Dataset records:
┄┄┄┄┄┄┄┄┄┄
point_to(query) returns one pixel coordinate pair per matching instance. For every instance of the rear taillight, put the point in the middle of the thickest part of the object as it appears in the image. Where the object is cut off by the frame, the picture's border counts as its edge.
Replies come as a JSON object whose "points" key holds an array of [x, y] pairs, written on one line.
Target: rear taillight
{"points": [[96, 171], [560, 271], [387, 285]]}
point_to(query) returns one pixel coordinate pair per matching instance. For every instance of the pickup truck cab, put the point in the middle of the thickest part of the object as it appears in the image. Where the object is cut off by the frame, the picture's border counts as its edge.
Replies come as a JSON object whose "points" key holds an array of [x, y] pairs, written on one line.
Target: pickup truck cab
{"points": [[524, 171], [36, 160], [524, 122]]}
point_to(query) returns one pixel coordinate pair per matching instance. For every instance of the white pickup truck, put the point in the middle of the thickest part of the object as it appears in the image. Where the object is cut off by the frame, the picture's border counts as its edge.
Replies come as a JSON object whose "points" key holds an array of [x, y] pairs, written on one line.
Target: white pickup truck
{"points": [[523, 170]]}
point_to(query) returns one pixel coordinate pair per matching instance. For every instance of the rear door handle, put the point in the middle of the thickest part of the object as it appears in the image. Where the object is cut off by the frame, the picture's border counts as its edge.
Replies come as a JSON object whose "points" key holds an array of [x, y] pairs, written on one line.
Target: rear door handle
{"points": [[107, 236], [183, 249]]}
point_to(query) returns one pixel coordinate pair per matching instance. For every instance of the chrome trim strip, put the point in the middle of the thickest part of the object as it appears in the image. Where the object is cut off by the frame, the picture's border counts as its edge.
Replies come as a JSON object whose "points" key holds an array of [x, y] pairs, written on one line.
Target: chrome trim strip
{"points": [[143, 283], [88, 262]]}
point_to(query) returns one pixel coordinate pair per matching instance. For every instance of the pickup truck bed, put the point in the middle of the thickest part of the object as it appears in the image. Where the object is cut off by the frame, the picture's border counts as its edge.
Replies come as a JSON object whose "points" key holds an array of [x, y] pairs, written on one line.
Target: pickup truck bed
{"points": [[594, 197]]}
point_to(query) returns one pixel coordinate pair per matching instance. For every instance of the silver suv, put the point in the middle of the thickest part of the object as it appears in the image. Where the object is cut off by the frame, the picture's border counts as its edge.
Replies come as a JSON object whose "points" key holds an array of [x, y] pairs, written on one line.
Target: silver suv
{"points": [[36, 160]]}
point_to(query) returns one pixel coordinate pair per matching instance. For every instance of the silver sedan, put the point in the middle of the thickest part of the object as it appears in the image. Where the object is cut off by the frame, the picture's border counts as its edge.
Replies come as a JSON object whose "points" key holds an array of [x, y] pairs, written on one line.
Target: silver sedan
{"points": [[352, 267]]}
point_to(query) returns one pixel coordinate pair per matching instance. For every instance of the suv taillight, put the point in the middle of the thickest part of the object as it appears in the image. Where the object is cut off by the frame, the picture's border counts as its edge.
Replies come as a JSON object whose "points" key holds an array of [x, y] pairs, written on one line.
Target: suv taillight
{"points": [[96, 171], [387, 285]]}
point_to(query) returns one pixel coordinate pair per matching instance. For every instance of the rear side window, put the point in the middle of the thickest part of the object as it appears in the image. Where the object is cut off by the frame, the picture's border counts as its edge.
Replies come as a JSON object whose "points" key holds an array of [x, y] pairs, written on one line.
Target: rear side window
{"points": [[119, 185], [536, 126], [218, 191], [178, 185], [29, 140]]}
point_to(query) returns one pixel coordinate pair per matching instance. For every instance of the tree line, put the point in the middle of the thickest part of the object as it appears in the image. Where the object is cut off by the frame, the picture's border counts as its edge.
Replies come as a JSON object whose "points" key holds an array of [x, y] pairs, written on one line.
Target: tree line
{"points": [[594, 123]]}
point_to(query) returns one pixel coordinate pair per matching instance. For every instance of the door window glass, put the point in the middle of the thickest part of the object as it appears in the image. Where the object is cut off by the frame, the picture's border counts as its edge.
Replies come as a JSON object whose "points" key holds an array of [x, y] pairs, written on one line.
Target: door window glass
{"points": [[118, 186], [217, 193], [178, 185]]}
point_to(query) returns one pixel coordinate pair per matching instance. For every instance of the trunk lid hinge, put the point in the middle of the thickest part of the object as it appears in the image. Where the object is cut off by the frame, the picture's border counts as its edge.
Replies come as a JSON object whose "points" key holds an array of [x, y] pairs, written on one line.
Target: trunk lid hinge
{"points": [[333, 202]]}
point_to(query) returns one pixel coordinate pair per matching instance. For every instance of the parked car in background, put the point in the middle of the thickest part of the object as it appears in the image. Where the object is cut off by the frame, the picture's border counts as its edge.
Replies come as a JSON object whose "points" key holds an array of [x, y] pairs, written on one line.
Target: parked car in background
┄┄┄┄┄┄┄┄┄┄
WHAT TO PRODUCE: Output an exact copy of each record.

TASK SOLUTION:
point_to(query) returns one pixel coordinate pair per matching instance. For every instance of the rear taillight, put the point in the middle of the thickest part of the object as it appears in the image. Where the object is cut off by the frame, the picture's border counts as its edge.
Replies come as a JSON object whose "points" key holds an array of [x, y] pairs, written on one line.
Target: rear taillight
{"points": [[96, 171], [560, 271], [387, 285]]}
point_to(query) returns one pixel coordinate pair per matching instance. For every instance of the pickup truck cab, put the point in the middle of the thickest part of the object as it appears in the image. Where the object is cut off by the frame, the picture's border counts as its edge.
Replies come as a JSON object whose "points" key holds an array of [x, y] pairs, written on one line.
Target: pickup truck cab
{"points": [[524, 171], [36, 160], [524, 122]]}
point_to(query) returns one pixel coordinate pair per matching instance. For every instance of the white pickup truck, put the point in the middle of the thickest part of the object as it appears in the image. Where the object is cut off by the frame, the picture's border counts as its edge.
Replies come as a JSON object whose "points" key holds an array of [x, y] pairs, written on one line.
Target: white pickup truck
{"points": [[523, 170]]}
point_to(query) returns one pixel coordinate pair per matching instance. For every instance of the rear door handle, put the point in the middle of the thickest part of the object as it appears in the image. Where the object is cut off by the frame, the picture's border counts as its edge.
Replies come as a JSON object whose "points" key holds an array of [x, y] pairs, written on one line.
Target: rear door handle
{"points": [[107, 236], [183, 249]]}
point_to(query) returns one pixel coordinate pair per matching instance. For every instance of the chrome trim strip, put the point in the middle of the thickest part of the object as it appears in the image. Where the object is cut off by the frame, the picture's border counts as its edge.
Replies come as a JSON object whose "points" key holds an array of [x, y] pairs, written on one line.
Target: chrome trim strip
{"points": [[143, 283], [88, 262]]}
point_to(query) returns one pixel coordinate pair per matching instance. For every instance of the pickup truck bed, put the point in the middle of the thickest part of the object as it appears in the image. Where the object is cut off by the frame, the picture's border counts as its edge.
Replies come as a JSON object whose "points" key holds an array of [x, y] pairs, written on one line.
Target: pickup truck bed
{"points": [[594, 197]]}
point_to(query) returns one pixel coordinate pair per matching instance. For every instance of the silver suv, put the point in the middle of the thickest part of the object as it appears in the image. Where the object is cut off by the frame, the picture's border counts as its edge.
Replies come as a JSON object whose "points" key holds an array of [x, y] pairs, written on one line.
Target: silver suv
{"points": [[36, 160]]}
point_to(query) returns one pixel coordinate pair per matching instance. For every instance of the silver sedan, put the point in the middle of the thickest part of the object as it appears in the image. Where the object is cut off by the frame, the picture's border counts as its edge.
Replies come as a JSON object whose "points" key holds an array of [x, y] pairs, written on one line.
Target: silver sedan
{"points": [[352, 267]]}
point_to(query) returns one pixel coordinate pair per matching instance. For every instance of the suv taillight, put the point in the middle of the thickest part of the object as it appears in the image. Where the object is cut off by the frame, the picture's border counts as its edge.
Replies come as a JSON object whose "points" key holds an array of [x, y] pairs, written on one line.
Target: suv taillight
{"points": [[96, 171], [387, 285]]}
point_to(query) returns one pixel coordinate pair per matching instance. For every instance of the rear side window, put the point in the middle of the thickest part of the object as it appears in the image. Where the object is cut off by the frame, the picture's border counts as its edge.
Replies come as a JSON object whose "points" key holds an array of [x, y] pairs, written on one line.
Target: rear side window
{"points": [[119, 185], [536, 126], [218, 191], [178, 185], [29, 140]]}
point_to(query) returns one pixel coordinate pair per matching instance. For every instance of the tree line, put the point in the middle of the thickest part of the object as it appears in the image. Where the object is cut off by the frame, the picture's border counts as its edge.
Replies come as a JSON object whose "points" key holds an array of [x, y] pairs, written on one line.
Target: tree line
{"points": [[594, 123]]}
point_to(query) returns one pixel coordinate pair per matching instance. For every instance of the door window glass, put the point in the middle of the thickest part of the object as it appears in the image. Where the object is cut off by the frame, the picture's border counts as its edge.
Replies come as a JSON object whose "points" key holds an array of [x, y] pairs, written on one line.
Target: door window glass
{"points": [[118, 186], [217, 193], [178, 185]]}
point_to(query) returns one pixel coordinate pair per matching instance. For every instance of the trunk lid hinge, put the point in the middle of the thickest part of the object as it appears in the image. Where the object is cut off by the frame, the picture's border counts as its edge.
Replies come as a JSON object whose "points" key holds an array of [x, y] pairs, written on one line.
Target: trunk lid hinge
{"points": [[333, 202]]}
point_to(query) returns one pixel coordinate pair per matching instance. For every instance of the parked car in background, put the point in the middle of the thickest part of the object as it appears in the image. Where the object is cut off by the frame, the picture's border counts as its edge.
Replies come as a JSON object whose "points" key holds an array of [x, y] pairs, written on one line.
Target: parked car in background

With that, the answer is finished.